■ Alıntı metin
..........

24 Eylül 2013 Salı

Ula-Sakartepe Seyir Terası

Tarih: 25.08.2013
Mesafe: 21 km
Yol Arkadaşları:Mehmet KAZANCI, Ümit KARABAŞ
Güzergah:Ula-Kızılağaç-Sakartepe Seyir Terası-Ula



Route 2,313,911 - powered by www.bikemap.net

Sakartepe seyir terasına gitmek için hazırlanıyoruz. Bu turda bana Ümit KARABAŞ eşlik edecek. Enişte gözetiminde ve sponsorluğunda gerçekleştireceğiz bu turu. Gayet iştahlı ve iddialı Sakartepe'ye çıkma konusunda. Performansını yolda ve tırmanışta göreceğiz. Evde hazırlıklarımızı tamamladıktan sonra düşüyoruz yola. 
 Kısa bir süre sonra Ula-Muğla-Marmaris Kavşağına ulaşıyoruz. Bu noktadan sonra sola doğru Marmaris yönünde pedallaycağız.
İş adamı tabi. Bisiklet üstünde bile iş takibinde.. Bisiklet kenti Ula'nın bisiklet üstünde bile telefon üzerinde iş görüşmesi yapan damadı Ümit..
Pedallar Muğla-Marmaris Karayolu üzerinde dönmeye başlıyor.
Kızılağaç köyü ve oradan da Yenice köyüne g,den yol ayrımındayız. Yolun sol tarafından ise Ula'nın dışından devam eden çevre yolunu takip ederek Gölcük/Kale ve Köyceğiz yollarına çıkmak mümkün. Kızılağaç köyü girişindeki Sarnıç ve hemen yan tarafında bulunan çeşmenin başında kısa bir mola verip mataralarımızı dolduruyoruz.
Moladan sonra Kızılağaç köyünü her iki yanımıza alarak asfalt yol üzerinden yola devam ediyoruz.
Kızılağaç'ın alt taraftaki girişinde mola vermiştik ya, üst taraftaki giriş gücenmesin diye burada da mola verelim dedik. Hemen kötü şeyler aklınıza gelmesin canım. Henüz 10 kilometre bile olmadan Ümit abimin pes ettiğini düşünmeyin lütfen.. Gidecek çok yol tırmanacak çok rampa var. Köy girişleri arasında hak geçmesin molasından sonra Sakar Geçidine kadar tırmanmaya devam..

..........

■ Toplanan veri kayıtları
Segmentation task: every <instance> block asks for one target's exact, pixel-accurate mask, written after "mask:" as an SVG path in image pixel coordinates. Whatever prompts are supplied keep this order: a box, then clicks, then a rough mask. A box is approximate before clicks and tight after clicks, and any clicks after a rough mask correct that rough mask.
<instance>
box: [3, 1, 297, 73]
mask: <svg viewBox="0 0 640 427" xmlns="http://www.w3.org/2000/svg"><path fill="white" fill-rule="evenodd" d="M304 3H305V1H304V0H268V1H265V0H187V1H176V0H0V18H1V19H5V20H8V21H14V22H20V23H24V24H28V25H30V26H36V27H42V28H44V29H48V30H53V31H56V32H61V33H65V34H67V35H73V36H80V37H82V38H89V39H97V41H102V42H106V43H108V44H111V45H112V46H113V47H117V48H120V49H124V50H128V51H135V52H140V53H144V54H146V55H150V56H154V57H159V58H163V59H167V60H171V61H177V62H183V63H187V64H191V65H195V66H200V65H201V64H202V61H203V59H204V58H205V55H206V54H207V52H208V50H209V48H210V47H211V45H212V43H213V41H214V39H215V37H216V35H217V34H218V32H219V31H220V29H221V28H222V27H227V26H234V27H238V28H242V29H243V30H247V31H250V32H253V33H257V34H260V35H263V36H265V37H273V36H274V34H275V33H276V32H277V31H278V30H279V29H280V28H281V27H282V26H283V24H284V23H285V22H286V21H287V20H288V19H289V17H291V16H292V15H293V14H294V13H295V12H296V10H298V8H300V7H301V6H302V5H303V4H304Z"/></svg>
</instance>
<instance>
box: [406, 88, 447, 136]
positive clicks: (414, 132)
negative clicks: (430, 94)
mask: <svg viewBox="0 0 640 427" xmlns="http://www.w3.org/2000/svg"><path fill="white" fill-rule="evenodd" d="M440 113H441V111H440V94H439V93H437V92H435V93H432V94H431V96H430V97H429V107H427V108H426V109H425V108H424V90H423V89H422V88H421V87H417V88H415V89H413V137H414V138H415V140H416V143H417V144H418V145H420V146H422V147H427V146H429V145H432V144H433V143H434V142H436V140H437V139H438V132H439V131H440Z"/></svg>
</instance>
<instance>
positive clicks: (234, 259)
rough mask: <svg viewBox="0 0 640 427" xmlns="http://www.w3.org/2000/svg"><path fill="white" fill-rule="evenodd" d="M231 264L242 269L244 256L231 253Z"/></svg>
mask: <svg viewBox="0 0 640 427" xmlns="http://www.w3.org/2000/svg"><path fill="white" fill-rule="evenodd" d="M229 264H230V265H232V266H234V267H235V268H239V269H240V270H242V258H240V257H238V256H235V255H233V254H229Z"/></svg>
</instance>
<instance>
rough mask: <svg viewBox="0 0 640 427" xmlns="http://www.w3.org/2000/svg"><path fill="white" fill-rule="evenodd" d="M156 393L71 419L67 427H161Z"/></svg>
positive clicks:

..........

■ Yönergeler
A. Bisiklet turu yazısındaki "Pedallar Muğla-Marmaris Karayolu üzerinde dönmeye başlıyor." cümlesini İngilizceye çevir.
B. Kayıtlarda en baştan "box: [3, 1, 297, 73]" ifadesinin geçtiği satıra kadar her şeyi, bu satır da dahil olmak üzere aynen kopyala.

■ Alıştırma çözümleri
A. The pedals start turning on the Muğla-Marmaris Highway.

B.
Segmentation task: every <instance> block asks for one target's exact, pixel-accurate mask, written after "mask:" as an SVG path in image pixel coordinates. Whatever prompts are supplied keep this order: a box, then clicks, then a rough mask. A box is approximate before clicks and tight after clicks, and any clicks after a rough mask correct that rough mask.
<instance>
box: [3, 1, 297, 73]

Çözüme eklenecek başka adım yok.